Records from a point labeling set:
— Start —

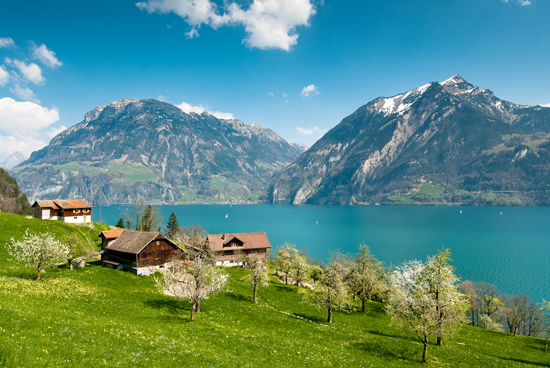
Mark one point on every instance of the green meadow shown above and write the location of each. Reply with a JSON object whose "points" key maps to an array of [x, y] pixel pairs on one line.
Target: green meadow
{"points": [[94, 316]]}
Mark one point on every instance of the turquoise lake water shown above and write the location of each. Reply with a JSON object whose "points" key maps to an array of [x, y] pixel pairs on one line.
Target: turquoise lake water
{"points": [[511, 250]]}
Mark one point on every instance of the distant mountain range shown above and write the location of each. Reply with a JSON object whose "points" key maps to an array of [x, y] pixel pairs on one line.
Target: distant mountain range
{"points": [[12, 161], [449, 142], [151, 151]]}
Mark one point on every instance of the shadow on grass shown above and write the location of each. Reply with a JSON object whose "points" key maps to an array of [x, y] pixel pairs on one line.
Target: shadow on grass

— End —

▸ Short task
Revise the records above so that each "Target" reads "Object" and everything else stays the same. Omit the pictures from your reply.

▸ Output of the task
Mark one point on every instance of the green meadow shown above and write the location of each. Reply with a JSON object whose "points" key maps to an array of [x, y] pixel pairs on one line.
Object: green meadow
{"points": [[94, 316]]}
Mark one point on every instance of the turquoise lake water shown above and write the location of each. Reply with a JSON object whose "points" key maps to an array of [x, y] pixel pairs on one line.
Object: turquoise lake water
{"points": [[511, 250]]}
Mark one point on every instance of the distant mountain range shown above and write the location of each. Reply with a JSON object whose "points" key maps to an array of [x, y] pixel pairs on one line.
Object: distant mountain range
{"points": [[12, 161], [449, 142], [151, 151]]}
Mark one point on every instance of the shadow on grass shown above and write the location of each. Reply with a JSON object whose "points" key maps to an array of [x, y] pixel pairs on one line.
Object: shadow on grass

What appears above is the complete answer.